*PAGE*:
:::::

Vincent Mullins

Personal information
- Nickname: Vinnie
- Born: 1959 (age 66–67) Clonmel, County Tipperary, Ireland

Sport
- Sport: Hurling
- Position: Goalkeeper

Club
- Years: Club
- St. Mary's Clonmel

Club titles
- Tipperary titles: 0

Inter-county*
- Years: County / Apps (scores)
- 1980-1981: Tipperary / 0 (0-00)

Inter-county titles
- Munster titles: 0
- All-Irelands: 0
- NHL: 0
- All Stars: 0
- *Inter County team apps and scores correct as of 14:15, 27 August 2021.

= Vincent Mullins =

Irish hurler

Vincent Mullins (born 1959) is an Irish former hurler. At club level he played with St. Mary's Clonmel and was also a member of the Tipperary senior hurling team. He usually lined out as a goalkeeper.

:::::

*PROVIDED INFORMATION*:
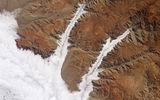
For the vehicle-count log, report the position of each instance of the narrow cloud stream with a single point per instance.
(25, 76)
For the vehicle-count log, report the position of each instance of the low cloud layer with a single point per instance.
(25, 76)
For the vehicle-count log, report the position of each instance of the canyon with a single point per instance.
(131, 71)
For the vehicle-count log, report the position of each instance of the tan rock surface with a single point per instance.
(131, 70)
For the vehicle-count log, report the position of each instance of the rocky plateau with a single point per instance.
(130, 72)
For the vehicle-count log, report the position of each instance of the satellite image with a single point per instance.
(79, 49)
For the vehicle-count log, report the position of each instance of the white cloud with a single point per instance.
(25, 76)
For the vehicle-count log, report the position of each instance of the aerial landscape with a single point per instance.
(79, 49)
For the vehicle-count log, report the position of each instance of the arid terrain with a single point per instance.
(130, 72)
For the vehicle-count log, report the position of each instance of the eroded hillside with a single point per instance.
(131, 70)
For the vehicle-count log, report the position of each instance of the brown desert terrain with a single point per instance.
(130, 72)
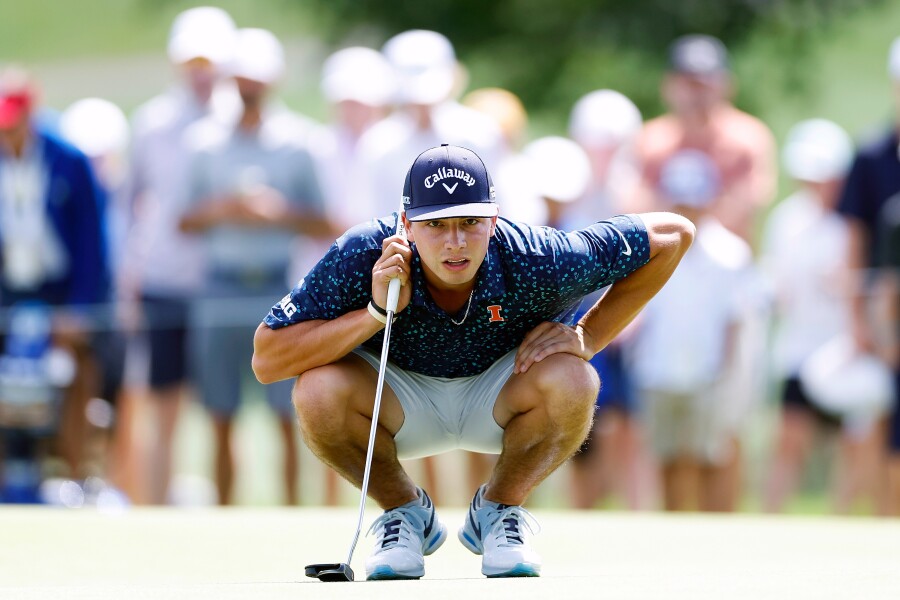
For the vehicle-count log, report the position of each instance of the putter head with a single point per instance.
(330, 572)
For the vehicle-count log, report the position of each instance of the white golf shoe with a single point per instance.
(405, 535)
(501, 533)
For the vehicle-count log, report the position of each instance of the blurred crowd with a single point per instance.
(137, 256)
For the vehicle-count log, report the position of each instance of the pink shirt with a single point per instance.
(741, 146)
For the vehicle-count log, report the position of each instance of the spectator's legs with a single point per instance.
(681, 483)
(166, 405)
(224, 458)
(290, 464)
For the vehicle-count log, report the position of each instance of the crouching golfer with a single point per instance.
(479, 359)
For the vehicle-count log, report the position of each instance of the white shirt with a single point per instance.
(32, 250)
(804, 252)
(389, 148)
(681, 340)
(169, 262)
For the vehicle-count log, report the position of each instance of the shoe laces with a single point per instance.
(397, 525)
(509, 521)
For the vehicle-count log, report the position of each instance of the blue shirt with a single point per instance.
(530, 275)
(874, 179)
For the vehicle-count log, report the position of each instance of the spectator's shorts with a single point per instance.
(686, 425)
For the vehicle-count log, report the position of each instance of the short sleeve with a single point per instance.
(319, 295)
(855, 200)
(617, 247)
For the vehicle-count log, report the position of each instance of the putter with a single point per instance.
(342, 571)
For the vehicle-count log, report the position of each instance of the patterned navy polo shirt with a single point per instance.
(530, 275)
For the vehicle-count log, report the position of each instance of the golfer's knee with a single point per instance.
(320, 399)
(568, 386)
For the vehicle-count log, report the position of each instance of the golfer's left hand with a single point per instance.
(552, 338)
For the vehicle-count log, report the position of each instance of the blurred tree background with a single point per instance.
(792, 60)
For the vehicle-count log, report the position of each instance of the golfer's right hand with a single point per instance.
(395, 261)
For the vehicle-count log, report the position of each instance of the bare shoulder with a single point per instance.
(746, 129)
(659, 136)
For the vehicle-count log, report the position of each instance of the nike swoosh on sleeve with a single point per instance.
(627, 250)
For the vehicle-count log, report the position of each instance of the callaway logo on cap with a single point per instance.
(447, 182)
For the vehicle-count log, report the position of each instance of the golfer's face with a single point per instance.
(451, 250)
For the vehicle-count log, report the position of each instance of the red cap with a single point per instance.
(12, 107)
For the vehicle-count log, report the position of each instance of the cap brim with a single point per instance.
(453, 211)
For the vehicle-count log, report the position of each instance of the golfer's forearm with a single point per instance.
(289, 351)
(670, 237)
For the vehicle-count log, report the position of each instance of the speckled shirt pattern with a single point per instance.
(530, 275)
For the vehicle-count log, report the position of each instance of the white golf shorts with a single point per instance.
(442, 414)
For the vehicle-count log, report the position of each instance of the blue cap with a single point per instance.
(698, 55)
(446, 182)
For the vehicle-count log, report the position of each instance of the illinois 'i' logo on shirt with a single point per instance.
(494, 310)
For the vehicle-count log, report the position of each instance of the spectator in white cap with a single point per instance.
(685, 344)
(358, 84)
(253, 191)
(605, 124)
(805, 253)
(427, 76)
(166, 267)
(516, 192)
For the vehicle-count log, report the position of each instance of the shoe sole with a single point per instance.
(470, 544)
(385, 573)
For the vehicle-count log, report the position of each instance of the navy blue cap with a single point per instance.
(700, 55)
(446, 182)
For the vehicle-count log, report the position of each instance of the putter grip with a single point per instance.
(393, 295)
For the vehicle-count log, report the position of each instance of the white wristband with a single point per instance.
(377, 315)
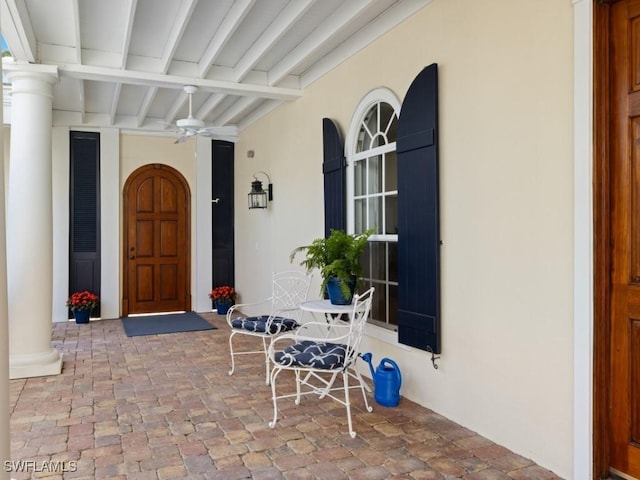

:::::

*PROBLEMS AND TASKS*:
**A)** What nickname does the Vincent Mullins page give for him?
**B)** Please carry on the Vincent Mullins page from the point where it stops.
The records are material separate from the Vincent Mullins page.

*RESPONSES TO THE TASKS*:
**A)** Vinnie

**B)**
==Career==

Mullins played juvenile and underage hurling with the St. Mary's club in Clonmel. He was just 16-years-old when he lined out with the St. Mary's team that won the County Junior Championship title in 1975, before later winning a South Tipperary Senior Championship title in 1981. Mullins's performances for the club brought him to the attention of the Tipperary minor team selectors and he lined out in goal for their All-Ireland Minor Championship success in 1976. He progressed onto the Tipperary under-21 team and won consecutive All-Ireland Under-21 Championship titles from 1979 and 1980. Mullins lined out as sub-goalkeeper with the Tipperary senior hurling team for one season.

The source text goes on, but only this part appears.